-- SUPPLIED TEXT --
:::
Formally: if f: S^n \to R^n is continuous then there exists an x\in S^n such that: f(-x)=f(x).

The case n=1 can be illustrated by saying that there always exist a pair of opposite points on the earth's equator with the same temperature. The same is true for any circle. This assumes the temperature varies continuously.

The case n=2 is often illustrated by saying that at any moment, there is always a pair of antipodal points on the Earth's surface with equal temperatures and equal barometric pressures.

BUT has several equivalent statements in terms of odd functions. Recall that S^n is the n-sphere and B^n is the n-ball:

  • If g: S^n \to R^n is a continuous odd function, then there exists an x\in S^n such that: g(x)=0.
  • If g: B^n \to R^n is a continuous function which is odd on S^{n-1} (the boundary of B^n), then there exists an x\in B^n such that: g(x)=0.

History

According to Matoušek (2003, p. 25), the first historical mention of the statement of BUT appears in Lyusternik & Shnirel'man (1930). The first proof was given by Karol Borsuk (1933), where the formulation of the problem was attributed to Stanislaw Ulam. Since then, many alternative proofs have been found by various authors, as collected by Steinlein (1985).
:::
-- MATERIAL PROVIDED --
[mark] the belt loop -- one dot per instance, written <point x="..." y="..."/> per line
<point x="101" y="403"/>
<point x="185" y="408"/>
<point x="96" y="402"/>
:::
-- TASKS TO PERFORM --
(1) In the passage about antipodal points on spheres, who gave the first proof of the statement, and in what year?
(2) Please pick up the passage about antipodal points on spheres after its final sentence and carry it forward.

-- OUTPUTS FOR THE TASKS --
(1) Karol Borsuk gave the first proof, in 1933.

(2)
Equivalent statements

The following statements are equivalent to BUT.[1]

With odd functions

A function g is called odd (aka antipodal or antipode-preserving) if for every x: g(-x)=-g(x).

BUT is equivalent to the following statement: A continuous odd function from an n-sphere into Euclidean n-space has a zero. PROOF:

  • If BUT is correct, then it is specifically correct for odd functions, and for an odd function, g(-x)=g(x) iff g(x)=0. Hence every odd continuous function has a zero.
  • For every continuous function f, the following function is continuous and odd: g(x)=f(x)-f(-x). If every odd continuous function has a zero, then g has a zero, and therefore, f(x)=f(-x). Hence BUT is correct.

With retractions

Define a retraction as a function h: S^n \to S^{n-1}.

BUT is equivalent to the following claim: there is no continuous odd retraction.

PROOF: If BUT is correct, then every continuous odd function from S^n must include 0 in its range. However, 0 \notin S^{n-1} so there cannot be a continuous odd function whose range is S^{n-1}.

Conversely, if BUT is incorrect, then there is a continuous odd function g: S^n \to R^n with no zeroes. Then we can construct another odd function h: S^n \to S^{n-1} by:

h(x)=\frac{g(x)}{|g(x)|}

since g has no zeroes, h is well-defined and continuous. Thus we have a continuous odd retraction.

Proofs

1-dimensional case

The 1-dimensional case can easily be proved using the intermediate value theorem (IVT).

Let g be an odd real-valued function on a circle. Pick an arbitrary x. If g(x)=0 then we are done. Otherwise, w.l.o.g. g(x)>0. But g(-x)<0. Hence, by the IVT there is a point y between x and -x on which g(y)=0.

General case - algebraic topology proof

BUT can be proved by the stronger statement that every odd function h^*: S^{n-1} \to S^{n-1} has odd degree.[why?]

Assume by contradiction that there exists a continuous odd retraction h: S^n \to S^{n-1}.

Let h^*: S^{n-1} \to S^{n-1} be the restriction of h to the equator. h^* is also odd and thus has non-zero degree.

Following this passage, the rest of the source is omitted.